• **PROBLEM REQUIREMENTS**: Return the lines starting at the one containing "each window -> box" and ending at the one containing "[235,412,358,438]", reproduced without any change.

--- GIVEN RECORDS ---

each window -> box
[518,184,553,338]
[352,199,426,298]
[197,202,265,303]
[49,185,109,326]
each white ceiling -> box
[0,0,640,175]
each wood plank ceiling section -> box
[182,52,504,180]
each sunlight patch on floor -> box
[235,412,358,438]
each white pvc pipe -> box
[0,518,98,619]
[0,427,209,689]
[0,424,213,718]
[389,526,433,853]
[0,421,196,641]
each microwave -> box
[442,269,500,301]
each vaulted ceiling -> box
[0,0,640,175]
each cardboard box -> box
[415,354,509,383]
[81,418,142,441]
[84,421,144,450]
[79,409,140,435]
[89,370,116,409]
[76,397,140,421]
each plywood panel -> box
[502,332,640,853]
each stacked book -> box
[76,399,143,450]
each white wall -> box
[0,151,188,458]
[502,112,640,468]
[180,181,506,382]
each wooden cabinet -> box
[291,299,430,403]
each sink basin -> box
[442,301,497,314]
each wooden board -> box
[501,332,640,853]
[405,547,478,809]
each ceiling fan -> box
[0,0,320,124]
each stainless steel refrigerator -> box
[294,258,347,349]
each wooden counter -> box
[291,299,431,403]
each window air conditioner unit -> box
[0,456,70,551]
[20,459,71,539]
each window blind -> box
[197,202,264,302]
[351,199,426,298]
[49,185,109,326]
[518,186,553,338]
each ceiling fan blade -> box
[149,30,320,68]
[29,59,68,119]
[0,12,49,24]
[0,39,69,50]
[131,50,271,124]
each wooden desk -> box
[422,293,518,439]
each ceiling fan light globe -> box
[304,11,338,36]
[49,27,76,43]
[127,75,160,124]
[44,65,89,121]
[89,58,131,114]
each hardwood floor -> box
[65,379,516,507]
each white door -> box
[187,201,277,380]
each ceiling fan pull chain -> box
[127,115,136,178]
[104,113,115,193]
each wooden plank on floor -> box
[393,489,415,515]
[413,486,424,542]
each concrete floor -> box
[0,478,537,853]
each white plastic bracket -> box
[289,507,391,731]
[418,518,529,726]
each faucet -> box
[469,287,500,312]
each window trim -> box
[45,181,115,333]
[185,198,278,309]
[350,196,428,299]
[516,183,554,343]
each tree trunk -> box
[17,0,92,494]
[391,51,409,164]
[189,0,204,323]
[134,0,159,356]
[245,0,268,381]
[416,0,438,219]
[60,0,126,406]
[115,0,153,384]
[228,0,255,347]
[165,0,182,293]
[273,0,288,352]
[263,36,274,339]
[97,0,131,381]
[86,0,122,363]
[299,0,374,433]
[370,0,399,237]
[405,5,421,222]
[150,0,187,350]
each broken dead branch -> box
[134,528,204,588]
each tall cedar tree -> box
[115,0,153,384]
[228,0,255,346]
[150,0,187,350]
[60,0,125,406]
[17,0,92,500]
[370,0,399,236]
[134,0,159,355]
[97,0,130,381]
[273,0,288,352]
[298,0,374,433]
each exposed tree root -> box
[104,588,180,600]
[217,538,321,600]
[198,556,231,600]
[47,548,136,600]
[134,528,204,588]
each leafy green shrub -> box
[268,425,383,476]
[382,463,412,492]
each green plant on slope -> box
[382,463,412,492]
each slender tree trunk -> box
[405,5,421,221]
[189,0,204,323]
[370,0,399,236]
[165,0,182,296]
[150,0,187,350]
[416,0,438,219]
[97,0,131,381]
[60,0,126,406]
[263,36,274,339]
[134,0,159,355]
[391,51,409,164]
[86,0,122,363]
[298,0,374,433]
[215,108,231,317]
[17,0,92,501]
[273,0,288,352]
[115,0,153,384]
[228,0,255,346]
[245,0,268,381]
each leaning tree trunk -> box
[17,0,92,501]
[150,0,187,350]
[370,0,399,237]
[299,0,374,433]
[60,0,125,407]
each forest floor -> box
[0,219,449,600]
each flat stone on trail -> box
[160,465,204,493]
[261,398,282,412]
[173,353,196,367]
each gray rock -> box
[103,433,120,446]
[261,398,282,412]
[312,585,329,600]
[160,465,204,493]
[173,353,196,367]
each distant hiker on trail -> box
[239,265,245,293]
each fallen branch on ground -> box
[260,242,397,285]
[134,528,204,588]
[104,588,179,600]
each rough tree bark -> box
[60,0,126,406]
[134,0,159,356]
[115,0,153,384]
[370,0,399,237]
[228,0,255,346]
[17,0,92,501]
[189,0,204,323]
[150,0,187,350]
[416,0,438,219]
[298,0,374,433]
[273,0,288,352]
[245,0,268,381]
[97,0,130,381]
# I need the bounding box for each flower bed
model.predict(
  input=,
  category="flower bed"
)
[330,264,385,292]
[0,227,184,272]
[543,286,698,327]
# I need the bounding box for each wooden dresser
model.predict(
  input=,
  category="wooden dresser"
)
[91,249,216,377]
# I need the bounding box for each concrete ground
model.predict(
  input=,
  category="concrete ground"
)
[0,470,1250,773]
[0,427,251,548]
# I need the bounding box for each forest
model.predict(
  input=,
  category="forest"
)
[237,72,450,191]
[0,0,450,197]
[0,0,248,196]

---
--- GIVEN RECORDS ---

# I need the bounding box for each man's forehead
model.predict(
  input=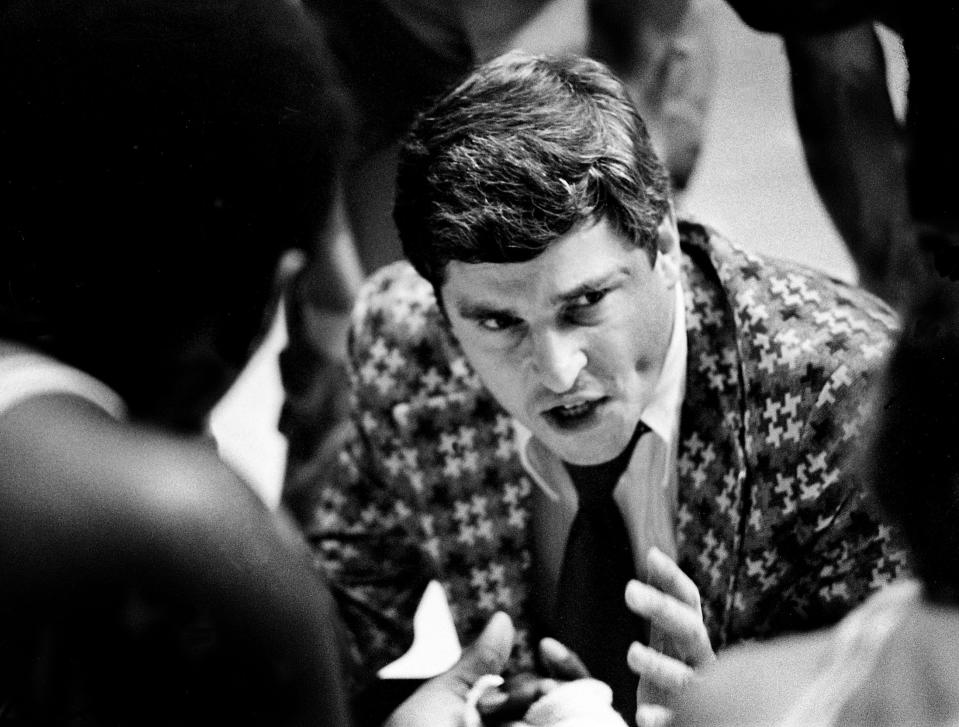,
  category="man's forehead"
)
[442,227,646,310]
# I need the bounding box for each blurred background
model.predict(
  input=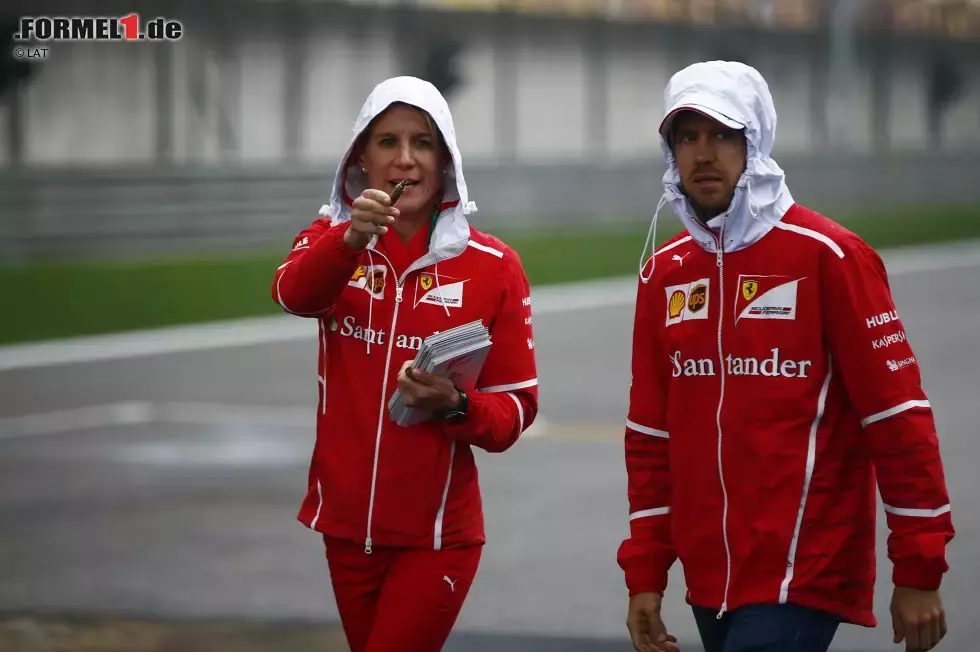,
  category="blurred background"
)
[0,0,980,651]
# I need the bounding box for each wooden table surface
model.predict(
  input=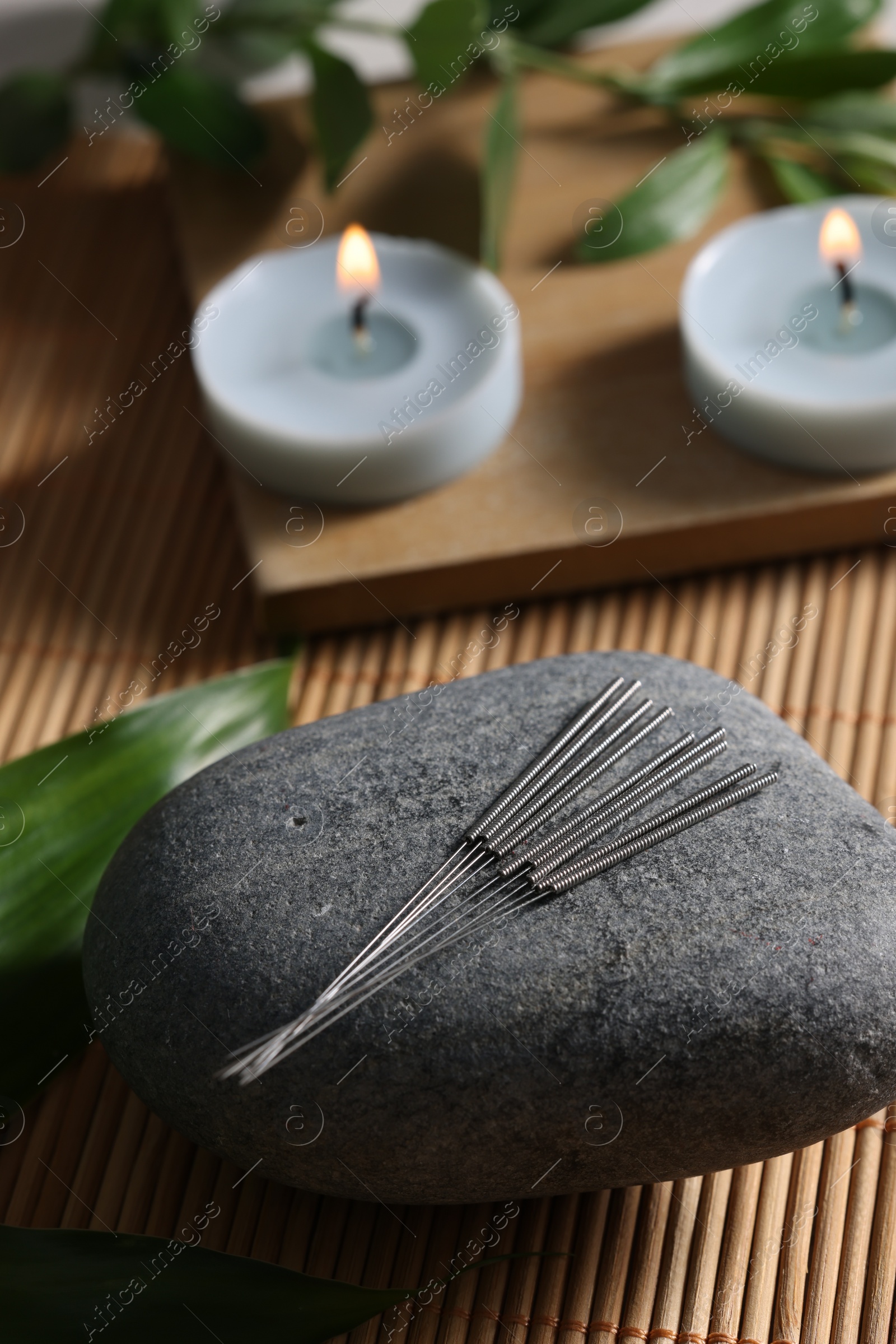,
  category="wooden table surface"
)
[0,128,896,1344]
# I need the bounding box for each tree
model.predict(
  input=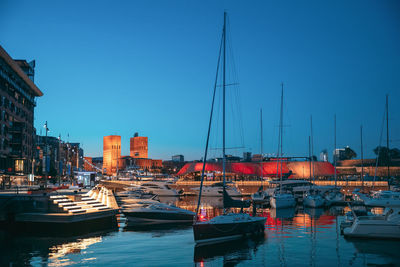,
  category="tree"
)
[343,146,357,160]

---

• **TASK RESULT**:
each window -> box
[518,184,553,338]
[352,199,426,298]
[197,202,265,303]
[49,185,109,326]
each white ceiling -> box
[0,0,640,175]
each wood plank ceiling section -> box
[182,52,504,180]
each sunlight patch on floor -> box
[235,412,358,438]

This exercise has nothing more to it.